[Brano da leggere]:
* * * * *

Ma qual era l’oggetto della contesa? In soldoni, l’uomo ha chiesto un finanziamento, che gli è stato concesso, per l’acquisto di una merce che poi non gli è stata consegnata. Insoddisfatto e contrariato, ha ritenuto per contro di non dover più pagare le rate per il rimborso del finanziamento, non essendo l’acquisto andato a buon fine. Poteva farlo? Secondo lui, sì. Secondo la banca e poi anche i giudici, no. Perché?

Per l’assenza di un collegamento fra il finanziamento concesso e il patto stretto tra l’acquirente-debitore e il rivenditore. La banca che ha fatto richiesta di decreto ingiuntivo è risultata infatti estranea al rapporto tra le due parti della compravendita. Il debitore ha contestato una serie di altre cose tecniche, sulle quali non ci soffermiamo perché esulano un po’ dalla questione che vogliamo mettere a fuoco. E cioè che, come abbiamo visto recentemente in riferimento a vicende di fallimenti di rivenditori di merci e servizi (https://www.prestiti.it/credito-consumi/prestiti-finalizzati-cosa-fare-se-il-rivenditore-fallisce), si profila la possibilità di annullare il finanziamento se per l’acquisto della merce o del servizio il debitore ha chiesto e ottenuto un prestito finalizzato.

* * * * *

(Voci del dataset)
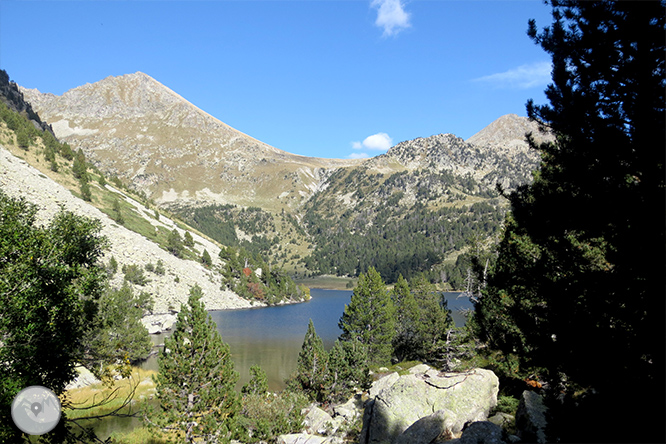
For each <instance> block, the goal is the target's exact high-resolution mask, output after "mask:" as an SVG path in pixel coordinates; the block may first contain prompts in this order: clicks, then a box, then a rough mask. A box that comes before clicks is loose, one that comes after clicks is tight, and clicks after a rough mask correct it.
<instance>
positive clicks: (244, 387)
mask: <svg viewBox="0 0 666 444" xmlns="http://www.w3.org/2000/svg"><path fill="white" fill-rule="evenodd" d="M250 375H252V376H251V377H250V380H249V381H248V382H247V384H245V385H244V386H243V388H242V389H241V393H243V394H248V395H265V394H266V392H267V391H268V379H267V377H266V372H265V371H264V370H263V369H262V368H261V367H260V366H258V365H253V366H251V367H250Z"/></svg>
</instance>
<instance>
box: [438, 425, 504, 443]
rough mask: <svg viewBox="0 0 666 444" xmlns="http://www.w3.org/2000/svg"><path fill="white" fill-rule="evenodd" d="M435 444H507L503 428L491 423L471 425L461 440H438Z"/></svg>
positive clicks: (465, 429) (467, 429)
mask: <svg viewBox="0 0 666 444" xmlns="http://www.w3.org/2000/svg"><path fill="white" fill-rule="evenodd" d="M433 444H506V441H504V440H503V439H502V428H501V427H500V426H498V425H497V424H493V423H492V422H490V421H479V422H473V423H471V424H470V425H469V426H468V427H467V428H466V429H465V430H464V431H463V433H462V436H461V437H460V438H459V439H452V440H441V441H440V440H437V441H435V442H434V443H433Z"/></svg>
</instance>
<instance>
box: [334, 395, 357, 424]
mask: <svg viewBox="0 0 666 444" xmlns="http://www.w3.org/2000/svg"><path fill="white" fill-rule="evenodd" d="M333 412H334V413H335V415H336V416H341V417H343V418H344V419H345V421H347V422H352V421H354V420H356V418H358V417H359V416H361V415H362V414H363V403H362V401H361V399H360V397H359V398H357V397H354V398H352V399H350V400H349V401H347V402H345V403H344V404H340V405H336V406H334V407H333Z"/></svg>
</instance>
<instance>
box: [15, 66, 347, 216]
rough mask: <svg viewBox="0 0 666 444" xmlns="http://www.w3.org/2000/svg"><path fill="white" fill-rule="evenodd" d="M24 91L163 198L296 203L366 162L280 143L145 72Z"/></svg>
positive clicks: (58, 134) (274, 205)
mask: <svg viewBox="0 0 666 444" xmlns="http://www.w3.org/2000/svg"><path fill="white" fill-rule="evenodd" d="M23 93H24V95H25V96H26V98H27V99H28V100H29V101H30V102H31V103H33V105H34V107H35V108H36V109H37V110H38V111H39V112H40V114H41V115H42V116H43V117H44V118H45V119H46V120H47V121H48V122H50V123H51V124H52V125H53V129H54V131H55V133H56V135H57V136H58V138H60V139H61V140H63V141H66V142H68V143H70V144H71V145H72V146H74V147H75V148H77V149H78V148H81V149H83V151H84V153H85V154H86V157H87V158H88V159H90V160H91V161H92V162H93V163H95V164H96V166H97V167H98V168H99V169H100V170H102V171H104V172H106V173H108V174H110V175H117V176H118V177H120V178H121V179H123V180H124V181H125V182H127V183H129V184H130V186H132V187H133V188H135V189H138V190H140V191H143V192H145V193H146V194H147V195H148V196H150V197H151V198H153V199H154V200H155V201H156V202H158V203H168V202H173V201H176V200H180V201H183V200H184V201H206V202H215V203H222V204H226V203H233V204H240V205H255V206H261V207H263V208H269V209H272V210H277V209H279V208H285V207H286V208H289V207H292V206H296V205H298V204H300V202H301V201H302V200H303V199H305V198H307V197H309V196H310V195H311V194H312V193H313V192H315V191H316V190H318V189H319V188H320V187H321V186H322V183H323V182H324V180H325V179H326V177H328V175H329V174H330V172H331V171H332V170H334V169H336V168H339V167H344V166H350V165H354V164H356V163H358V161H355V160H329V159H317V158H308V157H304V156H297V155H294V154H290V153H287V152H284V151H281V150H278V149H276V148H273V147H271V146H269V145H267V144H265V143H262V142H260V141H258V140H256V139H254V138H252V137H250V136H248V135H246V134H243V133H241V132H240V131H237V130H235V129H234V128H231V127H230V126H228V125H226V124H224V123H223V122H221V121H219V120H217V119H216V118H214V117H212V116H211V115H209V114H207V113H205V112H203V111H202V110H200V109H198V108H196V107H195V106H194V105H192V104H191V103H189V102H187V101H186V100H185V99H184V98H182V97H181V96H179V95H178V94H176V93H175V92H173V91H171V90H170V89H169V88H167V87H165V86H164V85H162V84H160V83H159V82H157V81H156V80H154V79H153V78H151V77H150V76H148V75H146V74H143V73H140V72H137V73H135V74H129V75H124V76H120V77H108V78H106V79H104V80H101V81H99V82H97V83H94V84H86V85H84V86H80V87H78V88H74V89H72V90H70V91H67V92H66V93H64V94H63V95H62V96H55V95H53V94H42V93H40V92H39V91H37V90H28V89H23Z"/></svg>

* * * * *

[Compiti da svolgere]:
1 - Per ciascuna affermazione indica se concorda con il brano sul finanziamento non rimborsato, rispondendo sì o no e citando testualmente le parole decisive: (a) la banca era estranea al rapporto tra acquirente e rivenditore; (b) i giudici hanno dato ragione all'uomo; (c) la merce acquistata è stata consegnata all'uomo.
2 - Stampa senza modifiche la parte del brano sul finanziamento non rimborsato che si apre con le parole contenenti "Ma qual era" e si chiude con "giudici, no. Perché?".

[Risposte ai compiti]:
1 -
(a) Sì: «La banca che ha fatto richiesta di decreto ingiuntivo è risultata infatti estranea al rapporto tra le due parti della compravendita.»
(b) No: «Secondo la banca e poi anche i giudici, no.»
(c) No: «per l’acquisto di una merce che poi non gli è stata consegnata»

2 -
Ma qual era l’oggetto della contesa? In soldoni, l’uomo ha chiesto un finanziamento, che gli è stato concesso, per l’acquisto di una merce che poi non gli è stata consegnata. Insoddisfatto e contrariato, ha ritenuto per contro di non dover più pagare le rate per il rimborso del finanziamento, non essendo l’acquisto andato a buon fine. Poteva farlo? Secondo lui, sì. Secondo la banca e poi anche i giudici, no. Perché?